Posted by: Kim McDodge | Thursday, 09 March 2006 at 06:19 PM
John, and blog contributors, please look at this.
This is an excellent analysis of the cartoon crisis, a great example of Information Operations, and what should be a very sobering glimpse of the breadth and depth of the global jihad. Dr. Walid Phares provides the insight of an insider. PC treatment of this threat will be our downfall. Joe L
"The Danish cartoons were published in September 2005. Why did it take five months for what Western media dubbed "instant reactions to the insult" to materialize? One hundred and fifty days and nights are too long for a mass reaction to be described as "instant."
"Why didn't the protest explode until only few weeks ago? Because decisions were made, measurements were designed, and plans were laid out by the "Jihadi elites." The masses had to wait until the establishment decided to unleash the emotions. Every single regime and organization had to refine the expectations and project the dividends."
http://yubanet.com/artman/publish/article_31706.shtml
Posted by: joe | Thursday, 09 March 2006 at 10:07 PM
John,
Nigeria is an interesting place with its federal system, LGAs, resources and technology initiatives. Considering their interesting history, US interest and growing Chinese influence and participation (Nigeria recently 're-asserted' its support for One-China), do you think the trajectory of these GGs will be any different?

* * *

- Stated goal A
Decide whether each statement agrees with the blog comments, answering yes or no and quoting the words of the blog comments that settle it: (i) The Danish cartoons were published in September 2005. (ii) The comment from joe was posted in the morning. (iii) Nigeria recently re-asserted its support for One-China.
- Stated goal B
Echo word for word the stretch of the blog comments from "http://yubanet.com/artman/publish/article_31706.shtml" through "be any different?".
The lines after this play no part in what you are asked to do.

- Raw data

* * *

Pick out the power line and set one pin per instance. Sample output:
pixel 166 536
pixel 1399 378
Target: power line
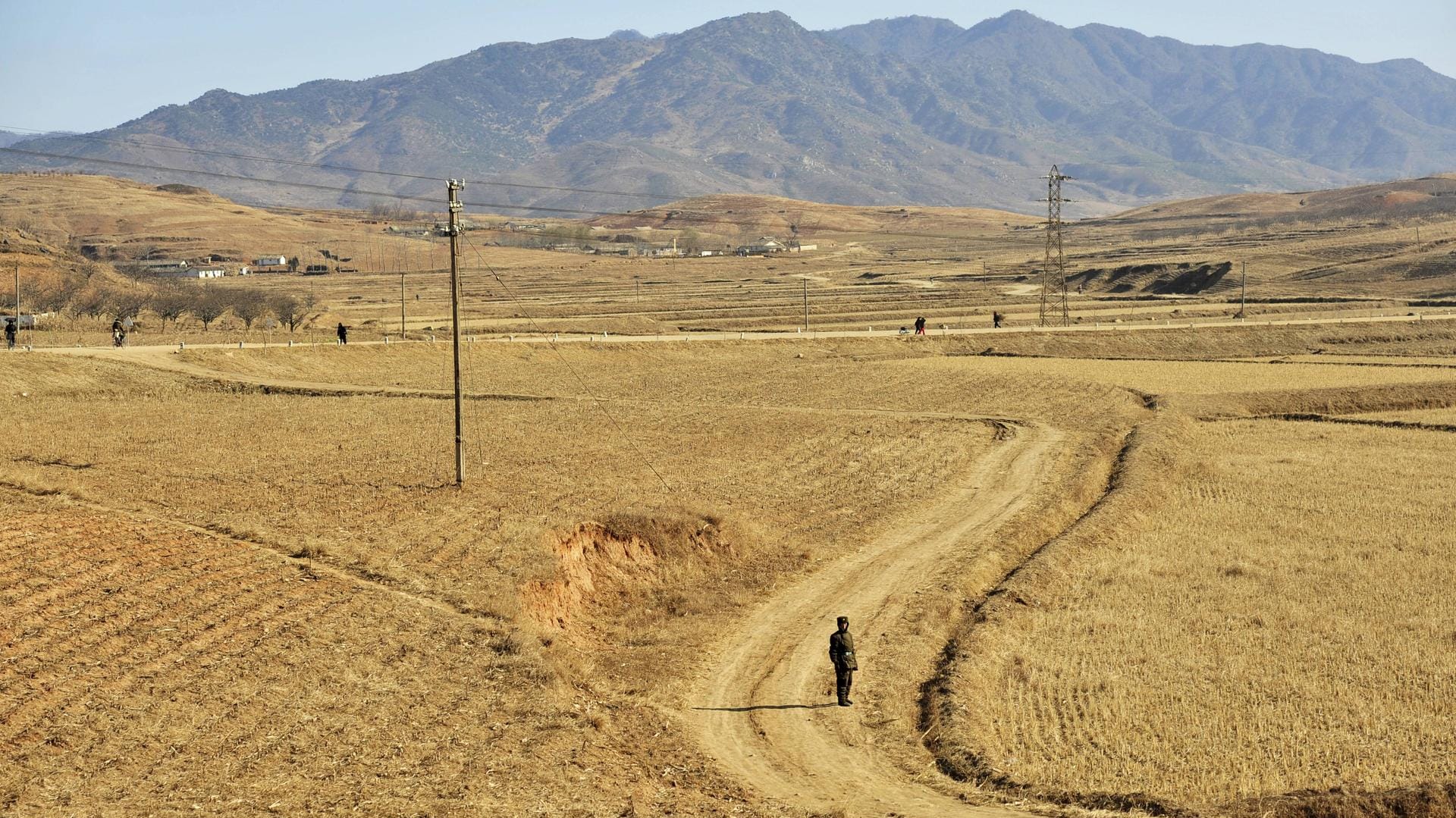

* * *

- Full answer A
(i) Yes: "The Danish cartoons were published in September 2005."
(ii) No: "Posted by: joe | Thursday, 09 March 2006 at 10:07 PM"
(iii) Yes: "Nigeria recently 're-asserted' its support for One-China"

- Full answer B
http://yubanet.com/artman/publish/article_31706.shtml
Posted by: joe | Thursday, 09 March 2006 at 10:07 PM
John,
Nigeria is an interesting place with its federal system, LGAs, resources and technology initiatives. Considering their interesting history, US interest and growing Chinese influence and participation (Nigeria recently 're-asserted' its support for One-China), do you think the trajectory of these GGs will be any different?